**Outline annotation records:**

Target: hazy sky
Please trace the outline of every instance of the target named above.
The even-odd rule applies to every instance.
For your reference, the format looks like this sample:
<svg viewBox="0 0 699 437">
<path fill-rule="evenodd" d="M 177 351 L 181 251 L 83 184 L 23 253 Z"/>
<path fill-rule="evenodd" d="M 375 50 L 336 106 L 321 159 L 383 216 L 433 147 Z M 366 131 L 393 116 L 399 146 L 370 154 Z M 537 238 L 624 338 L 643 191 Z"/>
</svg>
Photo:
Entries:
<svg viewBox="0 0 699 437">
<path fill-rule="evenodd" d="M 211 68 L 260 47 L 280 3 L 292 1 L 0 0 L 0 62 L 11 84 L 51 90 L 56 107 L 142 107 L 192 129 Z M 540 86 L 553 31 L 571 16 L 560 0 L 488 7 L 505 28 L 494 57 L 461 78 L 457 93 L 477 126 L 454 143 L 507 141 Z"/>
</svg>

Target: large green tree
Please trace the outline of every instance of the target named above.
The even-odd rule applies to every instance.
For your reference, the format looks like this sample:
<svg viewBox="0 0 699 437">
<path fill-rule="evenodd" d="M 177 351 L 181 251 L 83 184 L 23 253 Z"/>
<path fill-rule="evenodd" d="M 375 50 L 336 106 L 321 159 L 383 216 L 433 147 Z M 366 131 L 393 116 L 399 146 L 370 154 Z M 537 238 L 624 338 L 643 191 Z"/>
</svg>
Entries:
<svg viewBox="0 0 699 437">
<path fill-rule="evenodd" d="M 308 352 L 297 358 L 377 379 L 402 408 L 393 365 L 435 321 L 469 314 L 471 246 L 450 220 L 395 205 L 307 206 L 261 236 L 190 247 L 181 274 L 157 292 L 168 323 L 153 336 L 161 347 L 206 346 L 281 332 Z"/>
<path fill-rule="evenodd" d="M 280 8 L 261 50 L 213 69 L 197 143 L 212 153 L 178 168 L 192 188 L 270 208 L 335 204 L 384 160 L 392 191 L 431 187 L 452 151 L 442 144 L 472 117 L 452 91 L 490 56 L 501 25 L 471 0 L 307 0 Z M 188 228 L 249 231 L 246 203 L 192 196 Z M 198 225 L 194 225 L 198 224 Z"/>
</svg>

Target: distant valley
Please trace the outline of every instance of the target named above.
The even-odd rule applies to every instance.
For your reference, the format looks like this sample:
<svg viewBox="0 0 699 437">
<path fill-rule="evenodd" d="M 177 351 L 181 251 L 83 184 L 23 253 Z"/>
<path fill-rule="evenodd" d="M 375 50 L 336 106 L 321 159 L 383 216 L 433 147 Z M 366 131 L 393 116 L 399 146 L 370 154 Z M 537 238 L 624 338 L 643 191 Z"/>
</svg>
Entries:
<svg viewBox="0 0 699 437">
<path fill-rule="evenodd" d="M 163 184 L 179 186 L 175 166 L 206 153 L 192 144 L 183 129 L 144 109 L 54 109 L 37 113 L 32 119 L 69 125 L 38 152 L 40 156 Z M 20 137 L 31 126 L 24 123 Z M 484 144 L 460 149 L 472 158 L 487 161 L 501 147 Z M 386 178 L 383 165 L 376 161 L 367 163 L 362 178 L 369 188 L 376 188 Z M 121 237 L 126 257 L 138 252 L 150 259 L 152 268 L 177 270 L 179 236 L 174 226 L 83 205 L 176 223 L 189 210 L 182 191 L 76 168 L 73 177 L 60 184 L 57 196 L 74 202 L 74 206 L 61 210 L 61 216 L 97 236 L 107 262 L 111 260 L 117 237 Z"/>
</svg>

**TO DO:**
Could you recast the lines above, from the one containing "Target: distant valley" through the end of the records, as a Markdown table with the columns "No." and "Line", one row per line and blank lines omitted?

**FINAL RESULT:**
| No. | Line |
|---|---|
| 1 | Target: distant valley |
| 2 | Please trace the outline of every instance of the target named above. |
| 3 | The even-odd rule applies to every instance. |
| 4 | For your reference, the format looks like this sample: |
| 5 | <svg viewBox="0 0 699 437"> |
| 6 | <path fill-rule="evenodd" d="M 177 351 L 181 251 L 83 184 L 23 253 Z"/> |
| 7 | <path fill-rule="evenodd" d="M 375 50 L 336 106 L 321 159 L 383 216 L 433 147 Z M 366 131 L 393 116 L 399 146 L 370 154 Z M 537 238 L 624 338 L 643 191 Z"/> |
| 8 | </svg> |
| 9 | Entries: |
| 10 | <svg viewBox="0 0 699 437"> |
| 11 | <path fill-rule="evenodd" d="M 163 184 L 179 186 L 175 166 L 206 153 L 192 144 L 183 129 L 144 109 L 54 109 L 37 113 L 32 119 L 69 125 L 38 152 L 40 156 Z M 20 137 L 31 126 L 24 123 Z M 484 144 L 460 149 L 472 158 L 487 161 L 501 147 Z M 386 178 L 383 165 L 376 161 L 367 163 L 362 178 L 369 188 L 376 188 Z M 121 237 L 126 257 L 138 252 L 150 259 L 152 268 L 177 270 L 179 236 L 174 226 L 83 205 L 176 223 L 189 210 L 182 191 L 76 168 L 73 177 L 60 184 L 57 196 L 74 202 L 74 206 L 61 210 L 61 216 L 97 236 L 107 262 L 111 260 L 117 237 Z"/> |
| 12 | </svg> |